Washtenaw Community College is one of 73 colleges and universities worldwide – and one of just three community colleges – to be honored with gold-level status by Exercise is Medicine for its efforts to create a culture of wellness on campus.
After four years of attaining silver-level status, two new programs were introduced over the past year that pushed WCC to the highest ranking in the Exercise is Medicine On Campus (EIM-OC) initiative, which calls upon higher education institutions to promote physical activity and improve the health and well-being of students and employees.
“This is the culmination of many years of individuals across the campus developing and honing activity programs to promote health and wellness,” said Dr. Marvin Boluyt (right), a faculty member in the Math, Science & Engineering Technology Department who leads the EIM-OC initiative at WCC.
“WCC’s commitment to health and wellness predates our involvement in the recognition program by decades. Achieving the gold-level recognition, however, required that we ‘up our game’ and ask people to take their excellent programs and make them outstanding. This award testifies that those responsible at WCC met that challenge.”
Boluyt credits the college incorporating an Exercise Vital Sign (EVS) question at multiple touch points across campus and its creation of a new “To The Moon” physical activity tracking program with pushing WCC beyond the American College of Sports Medicine’s criteria for gold-level recognition.

----------

- Prompt 1
Answer these questions about the article:
(a) How many colleges and universities worldwide received gold-level status from Exercise is Medicine?
(b) For how many years did WCC attain silver-level status before its recent programs?
(c) In which department is Dr. Marvin Boluyt a faculty member?
- Prompt 2
Copy everything in the article from "Washtenaw Community College" down to "initiative at WCC.", replacing "silver-level" with "bronze-level".
Answer from the article alone.

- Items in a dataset
----------

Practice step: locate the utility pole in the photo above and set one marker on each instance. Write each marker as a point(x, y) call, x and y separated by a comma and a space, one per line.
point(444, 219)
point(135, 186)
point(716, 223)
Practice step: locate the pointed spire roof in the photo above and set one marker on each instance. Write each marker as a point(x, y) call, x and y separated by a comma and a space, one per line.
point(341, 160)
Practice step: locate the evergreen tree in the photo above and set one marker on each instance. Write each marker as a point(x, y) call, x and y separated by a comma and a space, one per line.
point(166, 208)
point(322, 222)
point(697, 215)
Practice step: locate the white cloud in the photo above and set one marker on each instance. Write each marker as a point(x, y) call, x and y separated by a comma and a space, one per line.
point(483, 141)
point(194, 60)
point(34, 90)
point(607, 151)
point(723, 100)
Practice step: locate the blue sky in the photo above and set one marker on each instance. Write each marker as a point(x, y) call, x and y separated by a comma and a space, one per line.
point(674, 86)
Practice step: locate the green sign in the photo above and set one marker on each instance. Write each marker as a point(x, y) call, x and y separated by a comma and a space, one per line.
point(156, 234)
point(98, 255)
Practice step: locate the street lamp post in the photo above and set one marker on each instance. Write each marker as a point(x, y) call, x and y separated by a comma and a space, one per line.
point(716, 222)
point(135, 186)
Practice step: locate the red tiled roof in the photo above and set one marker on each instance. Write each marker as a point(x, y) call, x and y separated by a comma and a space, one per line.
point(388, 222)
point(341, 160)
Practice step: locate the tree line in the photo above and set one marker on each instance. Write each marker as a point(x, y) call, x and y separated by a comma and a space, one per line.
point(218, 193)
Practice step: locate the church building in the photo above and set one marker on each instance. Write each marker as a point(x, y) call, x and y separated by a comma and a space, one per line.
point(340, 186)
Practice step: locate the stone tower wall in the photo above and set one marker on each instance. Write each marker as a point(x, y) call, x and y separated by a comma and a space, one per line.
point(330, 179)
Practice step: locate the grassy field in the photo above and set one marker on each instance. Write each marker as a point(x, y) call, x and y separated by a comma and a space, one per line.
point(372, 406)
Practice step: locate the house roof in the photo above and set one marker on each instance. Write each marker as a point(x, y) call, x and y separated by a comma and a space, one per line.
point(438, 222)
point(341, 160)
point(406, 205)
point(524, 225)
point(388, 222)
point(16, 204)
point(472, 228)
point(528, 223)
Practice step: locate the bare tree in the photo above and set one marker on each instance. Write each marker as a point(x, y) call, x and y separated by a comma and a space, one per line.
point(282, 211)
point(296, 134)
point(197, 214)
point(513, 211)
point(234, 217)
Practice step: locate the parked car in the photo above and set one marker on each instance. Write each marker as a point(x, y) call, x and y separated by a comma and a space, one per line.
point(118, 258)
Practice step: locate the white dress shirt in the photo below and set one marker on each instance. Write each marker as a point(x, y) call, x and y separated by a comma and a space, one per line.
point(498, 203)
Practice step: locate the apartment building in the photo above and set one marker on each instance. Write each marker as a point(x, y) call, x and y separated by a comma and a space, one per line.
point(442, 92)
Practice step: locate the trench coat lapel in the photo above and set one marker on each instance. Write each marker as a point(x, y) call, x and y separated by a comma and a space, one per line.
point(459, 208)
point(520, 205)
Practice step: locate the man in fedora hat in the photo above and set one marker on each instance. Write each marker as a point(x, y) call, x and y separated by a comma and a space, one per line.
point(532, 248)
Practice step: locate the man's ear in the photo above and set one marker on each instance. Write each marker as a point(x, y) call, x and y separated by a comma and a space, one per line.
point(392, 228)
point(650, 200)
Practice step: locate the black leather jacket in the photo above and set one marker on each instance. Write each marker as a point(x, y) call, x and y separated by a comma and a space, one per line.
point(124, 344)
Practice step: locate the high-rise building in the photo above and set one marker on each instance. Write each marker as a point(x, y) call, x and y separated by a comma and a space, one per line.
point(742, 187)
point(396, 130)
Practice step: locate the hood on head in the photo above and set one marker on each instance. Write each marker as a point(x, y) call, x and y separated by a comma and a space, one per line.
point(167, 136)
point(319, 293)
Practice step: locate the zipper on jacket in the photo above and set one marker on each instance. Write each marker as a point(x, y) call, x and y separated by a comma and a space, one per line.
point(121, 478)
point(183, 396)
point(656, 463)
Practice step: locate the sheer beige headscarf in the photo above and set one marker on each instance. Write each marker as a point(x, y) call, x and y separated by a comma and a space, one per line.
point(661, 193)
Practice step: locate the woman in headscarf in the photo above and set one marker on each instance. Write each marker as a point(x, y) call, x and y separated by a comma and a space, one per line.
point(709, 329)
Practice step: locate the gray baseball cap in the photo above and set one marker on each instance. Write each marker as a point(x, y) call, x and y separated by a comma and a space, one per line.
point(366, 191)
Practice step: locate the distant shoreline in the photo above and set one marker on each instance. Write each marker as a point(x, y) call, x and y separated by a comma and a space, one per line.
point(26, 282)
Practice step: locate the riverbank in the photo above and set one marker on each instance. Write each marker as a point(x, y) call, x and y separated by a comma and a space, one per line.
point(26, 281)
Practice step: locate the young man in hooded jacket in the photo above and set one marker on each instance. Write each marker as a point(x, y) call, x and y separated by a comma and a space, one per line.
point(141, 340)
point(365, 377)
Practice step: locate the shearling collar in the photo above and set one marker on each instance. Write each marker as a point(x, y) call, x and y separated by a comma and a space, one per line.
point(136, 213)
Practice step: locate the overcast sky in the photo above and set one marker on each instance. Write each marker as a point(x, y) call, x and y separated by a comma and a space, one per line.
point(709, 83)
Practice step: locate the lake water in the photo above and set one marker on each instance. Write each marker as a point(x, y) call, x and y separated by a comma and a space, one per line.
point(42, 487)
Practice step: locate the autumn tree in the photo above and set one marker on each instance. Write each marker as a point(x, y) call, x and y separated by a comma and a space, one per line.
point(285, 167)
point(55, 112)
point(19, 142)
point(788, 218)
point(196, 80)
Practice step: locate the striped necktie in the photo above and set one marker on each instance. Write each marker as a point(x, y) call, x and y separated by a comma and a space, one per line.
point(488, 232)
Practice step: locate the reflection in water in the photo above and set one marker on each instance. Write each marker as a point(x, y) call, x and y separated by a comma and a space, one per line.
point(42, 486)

----------

- Answer box 1
(a) 73
(b) Four
(c) The Math, Science & Engineering Technology Department

- Answer box 2
Washtenaw Community College is one of 73 colleges and universities worldwide – and one of just three community colleges – to be honored with gold-level status by Exercise is Medicine for its efforts to create a culture of wellness on campus.
After four years of attaining bronze-level status, two new programs were introduced over the past year that pushed WCC to the highest ranking in the Exercise is Medicine On Campus (EIM-OC) initiative, which calls upon higher education institutions to promote physical activity and improve the health and well-being of students and employees.
“This is the culmination of many years of individuals across the campus developing and honing activity programs to promote health and wellness,” said Dr. Marvin Boluyt (right), a faculty member in the Math, Science & Engineering Technology Department who leads the EIM-OC initiative at WCC.